* Data extracts

◇ ◇ ◇ ◇ ◇

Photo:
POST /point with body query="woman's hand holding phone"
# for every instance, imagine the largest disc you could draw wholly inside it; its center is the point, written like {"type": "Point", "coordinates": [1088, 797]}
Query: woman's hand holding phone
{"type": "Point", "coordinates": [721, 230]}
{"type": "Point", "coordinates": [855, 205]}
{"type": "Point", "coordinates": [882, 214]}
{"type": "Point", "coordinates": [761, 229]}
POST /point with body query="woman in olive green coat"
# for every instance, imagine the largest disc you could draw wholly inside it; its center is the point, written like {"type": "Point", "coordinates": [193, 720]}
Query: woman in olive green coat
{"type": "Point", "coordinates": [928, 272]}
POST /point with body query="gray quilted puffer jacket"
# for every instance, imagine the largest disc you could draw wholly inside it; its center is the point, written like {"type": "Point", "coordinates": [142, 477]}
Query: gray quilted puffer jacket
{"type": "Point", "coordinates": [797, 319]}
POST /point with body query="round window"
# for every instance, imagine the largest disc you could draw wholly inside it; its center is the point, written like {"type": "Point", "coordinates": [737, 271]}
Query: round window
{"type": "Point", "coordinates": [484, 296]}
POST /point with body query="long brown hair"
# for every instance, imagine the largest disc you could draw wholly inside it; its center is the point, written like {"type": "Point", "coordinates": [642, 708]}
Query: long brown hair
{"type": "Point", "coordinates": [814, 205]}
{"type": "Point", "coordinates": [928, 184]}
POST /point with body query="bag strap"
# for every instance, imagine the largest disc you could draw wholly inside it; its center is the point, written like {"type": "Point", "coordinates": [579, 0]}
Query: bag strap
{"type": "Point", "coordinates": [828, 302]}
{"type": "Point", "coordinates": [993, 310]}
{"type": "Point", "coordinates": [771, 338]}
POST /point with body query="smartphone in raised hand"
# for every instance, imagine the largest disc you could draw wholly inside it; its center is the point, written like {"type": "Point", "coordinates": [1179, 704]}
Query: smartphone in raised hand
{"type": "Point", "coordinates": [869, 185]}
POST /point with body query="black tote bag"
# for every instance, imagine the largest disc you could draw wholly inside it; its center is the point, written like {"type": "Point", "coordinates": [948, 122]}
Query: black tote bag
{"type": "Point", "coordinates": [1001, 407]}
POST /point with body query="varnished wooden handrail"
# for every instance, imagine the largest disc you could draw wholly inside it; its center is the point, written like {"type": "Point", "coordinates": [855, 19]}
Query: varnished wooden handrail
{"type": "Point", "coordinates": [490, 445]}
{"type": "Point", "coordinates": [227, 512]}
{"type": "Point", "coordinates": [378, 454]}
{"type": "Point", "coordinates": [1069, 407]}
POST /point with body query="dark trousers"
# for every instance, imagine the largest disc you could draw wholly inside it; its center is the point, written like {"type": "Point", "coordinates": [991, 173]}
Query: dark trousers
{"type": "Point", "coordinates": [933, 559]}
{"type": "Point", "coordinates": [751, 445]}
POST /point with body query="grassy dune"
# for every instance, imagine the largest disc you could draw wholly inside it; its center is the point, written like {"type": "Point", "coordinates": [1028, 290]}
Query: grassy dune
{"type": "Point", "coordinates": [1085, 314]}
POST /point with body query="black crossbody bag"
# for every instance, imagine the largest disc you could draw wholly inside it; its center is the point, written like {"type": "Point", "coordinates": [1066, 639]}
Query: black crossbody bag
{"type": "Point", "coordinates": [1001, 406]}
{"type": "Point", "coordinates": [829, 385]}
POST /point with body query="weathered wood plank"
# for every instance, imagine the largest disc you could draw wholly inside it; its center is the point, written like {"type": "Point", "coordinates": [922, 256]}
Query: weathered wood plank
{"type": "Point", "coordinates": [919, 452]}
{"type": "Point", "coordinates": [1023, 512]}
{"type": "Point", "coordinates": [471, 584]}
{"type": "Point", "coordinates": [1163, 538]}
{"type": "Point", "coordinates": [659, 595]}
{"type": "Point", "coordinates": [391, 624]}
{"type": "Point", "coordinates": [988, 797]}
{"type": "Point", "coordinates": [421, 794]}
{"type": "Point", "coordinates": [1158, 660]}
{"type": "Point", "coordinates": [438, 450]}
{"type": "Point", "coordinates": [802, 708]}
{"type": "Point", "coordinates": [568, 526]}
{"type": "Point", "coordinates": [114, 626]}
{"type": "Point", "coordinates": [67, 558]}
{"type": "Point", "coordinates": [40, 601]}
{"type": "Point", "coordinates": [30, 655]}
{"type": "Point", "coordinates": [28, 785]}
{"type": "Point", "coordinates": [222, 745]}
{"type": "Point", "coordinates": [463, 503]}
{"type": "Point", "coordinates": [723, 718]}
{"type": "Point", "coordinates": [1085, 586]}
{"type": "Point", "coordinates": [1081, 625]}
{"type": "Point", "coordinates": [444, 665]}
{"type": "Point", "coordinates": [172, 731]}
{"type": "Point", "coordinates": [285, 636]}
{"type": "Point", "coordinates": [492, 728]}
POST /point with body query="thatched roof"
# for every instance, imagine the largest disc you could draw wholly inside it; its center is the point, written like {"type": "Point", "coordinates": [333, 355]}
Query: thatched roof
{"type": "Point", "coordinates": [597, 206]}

◇ ◇ ◇ ◇ ◇

* Task description
Would you write out all of the data again, unchanged?

* Answer for the task
Photo:
POST /point with body query="woman's hand holding phone"
# for every instance, imagine the largest disc you could draw wholly inside it; its center is the point, written like {"type": "Point", "coordinates": [1088, 797]}
Query: woman's hand holding phone
{"type": "Point", "coordinates": [721, 230]}
{"type": "Point", "coordinates": [855, 205]}
{"type": "Point", "coordinates": [882, 214]}
{"type": "Point", "coordinates": [761, 229]}
POST /point with body query="woman in olive green coat"
# for every instance, imagine the largest disc you could draw wholly inside it; its center is the point, written like {"type": "Point", "coordinates": [193, 720]}
Query: woman in olive green coat
{"type": "Point", "coordinates": [928, 272]}
POST /point with body query="gray quilted puffer jacket"
# for every instance, imagine the largest disc you could draw wholly inside it; its center is the point, written like {"type": "Point", "coordinates": [142, 477]}
Query: gray quilted puffer jacket
{"type": "Point", "coordinates": [797, 319]}
POST /point with body query="round window"
# for every instance, imagine the largest disc you could draw wholly inside it; its center is the point, written like {"type": "Point", "coordinates": [737, 271]}
Query: round window
{"type": "Point", "coordinates": [484, 296]}
POST /point with body query="long brown hair"
# for every instance, imagine the largest disc you could draw wholly inside it; its center is the point, written like {"type": "Point", "coordinates": [642, 708]}
Query: long brown hair
{"type": "Point", "coordinates": [814, 205]}
{"type": "Point", "coordinates": [928, 184]}
POST /point with body query="bag strap"
# for every instance, imagine the largest disc you could draw wholly inside it; its center is the point, written like {"type": "Point", "coordinates": [579, 0]}
Query: bag strap
{"type": "Point", "coordinates": [828, 302]}
{"type": "Point", "coordinates": [993, 310]}
{"type": "Point", "coordinates": [771, 338]}
POST /point with body query="smartphone in raised hand"
# for every instance, imagine the largest disc you could draw wholly inside it; its center is the point, written like {"type": "Point", "coordinates": [1179, 704]}
Query: smartphone in raised hand
{"type": "Point", "coordinates": [869, 185]}
POST /point with body query="black tote bag"
# for every instance, imagine the largest disc you could draw wholly inside it; its center is the point, written like {"type": "Point", "coordinates": [948, 122]}
Query: black tote bag
{"type": "Point", "coordinates": [1001, 407]}
POST /point with body query="varnished wooden handrail"
# for every instance, imagine the largest disc you could draw wholly inside it; its center is the point, written like {"type": "Point", "coordinates": [855, 19]}
Query: varnished wooden handrail
{"type": "Point", "coordinates": [490, 445]}
{"type": "Point", "coordinates": [227, 512]}
{"type": "Point", "coordinates": [378, 454]}
{"type": "Point", "coordinates": [1069, 407]}
POST /point with body query="dark trousers"
# for every instance, imagine the largest disc you could draw wholly inside it; its center is the point, written like {"type": "Point", "coordinates": [991, 173]}
Query: dark trousers
{"type": "Point", "coordinates": [933, 559]}
{"type": "Point", "coordinates": [751, 445]}
POST /point with body query="grassy dune"
# for every instance, imagine the largest disc you could draw wholly inside it; its center is the point, written like {"type": "Point", "coordinates": [1028, 290]}
Query: grassy dune
{"type": "Point", "coordinates": [1085, 314]}
POST /point with body query="black crossbody bag"
# for every instance, imagine the largest disc you could draw wholly inside it; its center is the point, written like {"type": "Point", "coordinates": [1066, 639]}
Query: black crossbody bag
{"type": "Point", "coordinates": [1001, 406]}
{"type": "Point", "coordinates": [829, 385]}
POST /point with body query="weathered wood plank"
# for every instance, imagine the largest disc you could draw wholly inside it; its center is the point, written like {"type": "Point", "coordinates": [922, 256]}
Query: weathered wood plank
{"type": "Point", "coordinates": [919, 452]}
{"type": "Point", "coordinates": [1023, 512]}
{"type": "Point", "coordinates": [471, 584]}
{"type": "Point", "coordinates": [1163, 538]}
{"type": "Point", "coordinates": [659, 595]}
{"type": "Point", "coordinates": [391, 624]}
{"type": "Point", "coordinates": [988, 797]}
{"type": "Point", "coordinates": [421, 794]}
{"type": "Point", "coordinates": [1158, 660]}
{"type": "Point", "coordinates": [438, 450]}
{"type": "Point", "coordinates": [802, 708]}
{"type": "Point", "coordinates": [568, 526]}
{"type": "Point", "coordinates": [114, 626]}
{"type": "Point", "coordinates": [67, 558]}
{"type": "Point", "coordinates": [40, 601]}
{"type": "Point", "coordinates": [30, 655]}
{"type": "Point", "coordinates": [28, 785]}
{"type": "Point", "coordinates": [222, 745]}
{"type": "Point", "coordinates": [463, 503]}
{"type": "Point", "coordinates": [723, 718]}
{"type": "Point", "coordinates": [1085, 586]}
{"type": "Point", "coordinates": [1081, 625]}
{"type": "Point", "coordinates": [444, 665]}
{"type": "Point", "coordinates": [172, 731]}
{"type": "Point", "coordinates": [285, 636]}
{"type": "Point", "coordinates": [492, 728]}
POST /point with body query="thatched roof"
# for every instance, imagine the largest disc you could draw wholly inside it; its center is the point, written like {"type": "Point", "coordinates": [333, 355]}
Query: thatched roof
{"type": "Point", "coordinates": [597, 206]}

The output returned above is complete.